**What to work on:** Please copy exactly the lines that begin with the one containing "the yellow kayak" and end with the last line of the entries.

**Working data:**
▬▬▬
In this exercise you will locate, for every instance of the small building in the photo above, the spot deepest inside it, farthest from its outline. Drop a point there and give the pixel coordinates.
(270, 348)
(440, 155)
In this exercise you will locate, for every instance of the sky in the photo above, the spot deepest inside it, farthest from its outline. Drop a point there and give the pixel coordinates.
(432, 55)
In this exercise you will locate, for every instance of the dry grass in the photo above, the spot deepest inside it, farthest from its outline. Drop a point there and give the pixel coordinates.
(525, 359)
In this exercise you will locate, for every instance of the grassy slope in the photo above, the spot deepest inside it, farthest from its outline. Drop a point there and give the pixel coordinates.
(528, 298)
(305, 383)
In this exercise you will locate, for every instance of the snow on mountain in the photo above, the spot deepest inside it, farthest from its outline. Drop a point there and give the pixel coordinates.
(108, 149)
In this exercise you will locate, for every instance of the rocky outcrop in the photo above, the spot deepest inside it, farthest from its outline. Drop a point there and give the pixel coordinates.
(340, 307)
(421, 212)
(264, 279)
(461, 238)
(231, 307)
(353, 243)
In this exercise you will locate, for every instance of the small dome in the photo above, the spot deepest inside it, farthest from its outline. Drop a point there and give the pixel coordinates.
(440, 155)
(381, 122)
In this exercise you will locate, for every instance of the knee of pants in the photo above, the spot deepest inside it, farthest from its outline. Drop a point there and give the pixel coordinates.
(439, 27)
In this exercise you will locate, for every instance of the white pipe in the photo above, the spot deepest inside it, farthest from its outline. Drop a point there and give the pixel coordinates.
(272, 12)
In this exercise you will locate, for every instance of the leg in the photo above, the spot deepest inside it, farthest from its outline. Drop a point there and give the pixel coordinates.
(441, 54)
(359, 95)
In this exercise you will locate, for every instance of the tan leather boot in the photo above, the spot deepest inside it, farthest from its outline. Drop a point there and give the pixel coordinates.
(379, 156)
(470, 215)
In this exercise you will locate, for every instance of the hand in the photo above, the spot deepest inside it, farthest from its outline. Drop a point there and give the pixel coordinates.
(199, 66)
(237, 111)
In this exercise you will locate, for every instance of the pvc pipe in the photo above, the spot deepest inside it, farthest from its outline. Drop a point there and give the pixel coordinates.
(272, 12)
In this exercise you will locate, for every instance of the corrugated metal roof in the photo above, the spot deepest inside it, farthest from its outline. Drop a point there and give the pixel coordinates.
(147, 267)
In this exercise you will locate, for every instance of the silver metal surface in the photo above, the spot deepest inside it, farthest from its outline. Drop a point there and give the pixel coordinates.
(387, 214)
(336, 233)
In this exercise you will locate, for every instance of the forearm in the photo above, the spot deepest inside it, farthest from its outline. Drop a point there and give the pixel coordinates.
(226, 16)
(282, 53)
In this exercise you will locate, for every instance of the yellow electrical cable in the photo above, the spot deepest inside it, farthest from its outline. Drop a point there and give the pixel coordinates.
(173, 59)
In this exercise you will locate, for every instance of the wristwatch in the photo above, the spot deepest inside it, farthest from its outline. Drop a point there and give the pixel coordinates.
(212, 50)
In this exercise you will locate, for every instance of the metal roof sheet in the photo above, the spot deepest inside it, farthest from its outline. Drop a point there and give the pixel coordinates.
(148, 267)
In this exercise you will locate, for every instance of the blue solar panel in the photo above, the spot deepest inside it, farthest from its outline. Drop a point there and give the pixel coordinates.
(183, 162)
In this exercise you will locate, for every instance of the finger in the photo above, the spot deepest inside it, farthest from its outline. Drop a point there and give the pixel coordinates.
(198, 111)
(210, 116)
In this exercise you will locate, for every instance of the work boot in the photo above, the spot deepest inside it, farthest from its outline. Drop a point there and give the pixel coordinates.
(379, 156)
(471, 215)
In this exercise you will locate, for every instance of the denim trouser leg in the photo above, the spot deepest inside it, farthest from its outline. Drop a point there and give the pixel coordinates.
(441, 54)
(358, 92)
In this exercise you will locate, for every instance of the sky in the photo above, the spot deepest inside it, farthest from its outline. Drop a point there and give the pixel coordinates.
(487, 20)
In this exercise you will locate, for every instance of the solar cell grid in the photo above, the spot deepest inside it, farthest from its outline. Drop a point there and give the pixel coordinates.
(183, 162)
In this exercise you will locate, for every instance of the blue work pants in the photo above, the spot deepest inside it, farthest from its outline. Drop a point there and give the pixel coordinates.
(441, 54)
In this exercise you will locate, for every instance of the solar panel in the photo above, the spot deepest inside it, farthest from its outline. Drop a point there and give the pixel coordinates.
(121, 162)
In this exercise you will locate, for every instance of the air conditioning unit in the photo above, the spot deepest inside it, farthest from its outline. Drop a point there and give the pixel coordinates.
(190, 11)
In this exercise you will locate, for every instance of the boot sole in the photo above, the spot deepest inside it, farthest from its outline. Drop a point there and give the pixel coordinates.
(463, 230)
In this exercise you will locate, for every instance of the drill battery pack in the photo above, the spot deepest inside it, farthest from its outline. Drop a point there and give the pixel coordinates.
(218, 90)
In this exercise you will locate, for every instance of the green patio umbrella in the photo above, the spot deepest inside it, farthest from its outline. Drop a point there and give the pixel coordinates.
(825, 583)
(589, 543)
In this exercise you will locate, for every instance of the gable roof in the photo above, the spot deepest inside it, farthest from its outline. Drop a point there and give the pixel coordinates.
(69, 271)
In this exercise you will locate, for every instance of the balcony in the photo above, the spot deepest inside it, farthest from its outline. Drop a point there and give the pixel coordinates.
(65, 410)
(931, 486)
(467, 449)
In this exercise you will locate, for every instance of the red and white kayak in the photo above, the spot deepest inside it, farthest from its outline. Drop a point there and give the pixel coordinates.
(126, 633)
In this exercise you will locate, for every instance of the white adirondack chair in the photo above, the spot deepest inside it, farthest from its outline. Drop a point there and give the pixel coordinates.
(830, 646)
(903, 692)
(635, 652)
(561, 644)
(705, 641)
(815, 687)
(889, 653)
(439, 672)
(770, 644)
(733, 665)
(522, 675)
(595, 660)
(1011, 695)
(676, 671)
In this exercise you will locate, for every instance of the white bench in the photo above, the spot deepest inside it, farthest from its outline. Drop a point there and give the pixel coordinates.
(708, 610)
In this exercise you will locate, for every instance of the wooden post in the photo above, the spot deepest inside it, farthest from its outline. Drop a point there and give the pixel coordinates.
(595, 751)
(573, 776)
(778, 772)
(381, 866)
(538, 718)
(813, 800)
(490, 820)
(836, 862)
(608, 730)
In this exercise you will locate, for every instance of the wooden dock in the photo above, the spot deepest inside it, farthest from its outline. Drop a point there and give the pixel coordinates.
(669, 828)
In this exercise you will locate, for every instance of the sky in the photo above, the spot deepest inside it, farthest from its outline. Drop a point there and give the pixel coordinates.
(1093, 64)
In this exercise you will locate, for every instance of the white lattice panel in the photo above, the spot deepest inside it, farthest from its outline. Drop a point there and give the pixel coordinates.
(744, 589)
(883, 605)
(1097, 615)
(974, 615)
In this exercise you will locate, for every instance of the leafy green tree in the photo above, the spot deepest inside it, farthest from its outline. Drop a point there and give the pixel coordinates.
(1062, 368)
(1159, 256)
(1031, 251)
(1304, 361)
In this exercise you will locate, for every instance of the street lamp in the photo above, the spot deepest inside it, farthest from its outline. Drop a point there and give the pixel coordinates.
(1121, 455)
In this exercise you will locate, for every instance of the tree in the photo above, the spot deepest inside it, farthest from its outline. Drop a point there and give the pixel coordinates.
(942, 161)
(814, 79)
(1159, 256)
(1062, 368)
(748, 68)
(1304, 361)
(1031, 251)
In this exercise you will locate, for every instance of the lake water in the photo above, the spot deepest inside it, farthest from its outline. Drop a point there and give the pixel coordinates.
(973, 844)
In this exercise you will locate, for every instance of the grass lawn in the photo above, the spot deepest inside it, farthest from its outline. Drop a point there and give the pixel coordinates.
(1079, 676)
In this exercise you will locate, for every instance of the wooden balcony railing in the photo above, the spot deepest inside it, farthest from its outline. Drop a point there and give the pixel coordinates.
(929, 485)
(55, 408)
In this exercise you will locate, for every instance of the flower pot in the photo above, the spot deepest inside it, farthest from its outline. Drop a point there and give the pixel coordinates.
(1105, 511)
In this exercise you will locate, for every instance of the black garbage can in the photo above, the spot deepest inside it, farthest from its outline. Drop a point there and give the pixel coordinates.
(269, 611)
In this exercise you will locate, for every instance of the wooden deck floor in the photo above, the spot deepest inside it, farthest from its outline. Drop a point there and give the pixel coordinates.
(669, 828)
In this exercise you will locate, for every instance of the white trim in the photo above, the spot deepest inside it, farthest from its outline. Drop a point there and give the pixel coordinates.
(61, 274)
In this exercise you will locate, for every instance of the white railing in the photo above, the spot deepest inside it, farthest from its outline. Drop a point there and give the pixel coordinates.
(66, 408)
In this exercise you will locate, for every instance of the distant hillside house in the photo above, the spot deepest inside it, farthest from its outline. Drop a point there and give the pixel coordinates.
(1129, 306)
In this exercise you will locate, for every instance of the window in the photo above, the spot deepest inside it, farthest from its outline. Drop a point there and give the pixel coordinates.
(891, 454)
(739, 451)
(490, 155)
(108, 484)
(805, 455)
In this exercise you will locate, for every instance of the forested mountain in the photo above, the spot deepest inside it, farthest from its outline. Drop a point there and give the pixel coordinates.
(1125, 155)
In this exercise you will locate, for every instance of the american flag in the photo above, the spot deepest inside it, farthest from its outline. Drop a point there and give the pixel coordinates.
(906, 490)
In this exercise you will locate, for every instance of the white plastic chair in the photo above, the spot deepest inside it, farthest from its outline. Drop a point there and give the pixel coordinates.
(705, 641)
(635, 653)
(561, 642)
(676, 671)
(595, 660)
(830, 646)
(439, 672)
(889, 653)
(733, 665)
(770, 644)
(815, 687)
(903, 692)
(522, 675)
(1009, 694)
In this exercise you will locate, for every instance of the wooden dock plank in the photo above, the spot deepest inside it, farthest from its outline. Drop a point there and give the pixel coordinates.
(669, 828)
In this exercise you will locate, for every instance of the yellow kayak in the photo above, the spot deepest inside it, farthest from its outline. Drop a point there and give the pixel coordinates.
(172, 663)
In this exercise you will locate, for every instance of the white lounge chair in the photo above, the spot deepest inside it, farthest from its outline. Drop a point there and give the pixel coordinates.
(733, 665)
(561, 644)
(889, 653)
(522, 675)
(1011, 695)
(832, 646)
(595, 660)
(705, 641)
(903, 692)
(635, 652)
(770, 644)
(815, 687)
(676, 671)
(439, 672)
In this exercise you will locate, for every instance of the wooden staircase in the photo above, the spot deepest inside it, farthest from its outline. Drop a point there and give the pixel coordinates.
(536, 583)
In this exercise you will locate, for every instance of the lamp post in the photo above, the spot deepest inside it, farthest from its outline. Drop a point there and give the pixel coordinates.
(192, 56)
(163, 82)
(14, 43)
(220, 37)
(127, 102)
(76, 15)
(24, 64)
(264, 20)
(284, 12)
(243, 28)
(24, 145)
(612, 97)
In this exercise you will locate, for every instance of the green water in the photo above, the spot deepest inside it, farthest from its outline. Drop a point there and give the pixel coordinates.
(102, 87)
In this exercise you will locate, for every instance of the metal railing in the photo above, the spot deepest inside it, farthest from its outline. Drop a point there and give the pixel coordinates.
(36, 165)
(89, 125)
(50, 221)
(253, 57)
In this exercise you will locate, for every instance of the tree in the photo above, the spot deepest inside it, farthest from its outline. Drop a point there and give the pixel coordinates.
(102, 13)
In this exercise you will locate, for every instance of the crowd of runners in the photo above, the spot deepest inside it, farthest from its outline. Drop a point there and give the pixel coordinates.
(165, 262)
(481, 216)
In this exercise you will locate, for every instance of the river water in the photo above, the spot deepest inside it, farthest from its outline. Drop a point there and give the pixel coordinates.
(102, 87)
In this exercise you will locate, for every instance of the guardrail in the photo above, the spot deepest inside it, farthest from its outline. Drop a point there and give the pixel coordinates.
▬▬▬
**Result of the task:**
In this exercise you will locate, for every instance of the yellow kayak in the photo above, the spot deepest inside it, farthest from its outline. Drop a point there and give the pixel coordinates.
(172, 663)
In this exercise you will locate, for every instance of the white lounge chair in the photo above, the spot deepest inside it, farthest from its outline. Drop a point there and give the pixel coordinates.
(733, 665)
(561, 644)
(889, 653)
(522, 675)
(1011, 695)
(832, 646)
(595, 660)
(705, 641)
(903, 692)
(635, 652)
(770, 644)
(815, 687)
(676, 671)
(439, 672)
In this exercise you will locate, for every instance of the wooden staircase in the photo above, the spot deepest inside it, farthest from its outline. Drop a point there and give the pixel coordinates.
(536, 583)
In this exercise you will locate, for every instance of the lamp post in the photo above, the spot deepest inside it, farthest from its outline. Drop a point there and give the pixel coordinates.
(192, 56)
(163, 82)
(14, 43)
(220, 37)
(127, 102)
(76, 15)
(24, 64)
(264, 20)
(284, 12)
(243, 28)
(24, 145)
(612, 97)
In this exercise you will locate, for every instance of the green water in the photo above, the spot deepest inside it, farthest from its outline. Drop a point there and give the pixel coordinates.
(102, 87)
In this exercise you will locate, for every instance of the metal railing in the photo above, the spot deepest inside it, farthest from its outline. Drop a point there and give the pixel coordinates.
(36, 165)
(89, 125)
(50, 221)
(253, 57)
In this exercise you will locate, for every instance of the tree in the photo above, the spot deepest inside it, farthest from its outline. Drop a point there and give the pixel coordinates.
(102, 13)
In this exercise you will locate, for every instance of the crowd of runners in the photo above, the spot deepest inside it, farthest from its outline. Drop a point there and give the pixel coordinates.
(165, 262)
(481, 216)
In this exercise you will locate, for every instance of the river water in the photo above, the spot deepest inside it, farthest from its outline. Drop a point there and give the pixel coordinates.
(102, 87)
In this exercise you will locate, for every instance of the guardrail in the photo above, the spot deepest inside it, farthest from its outline. Drop a point there and give the pixel coordinates.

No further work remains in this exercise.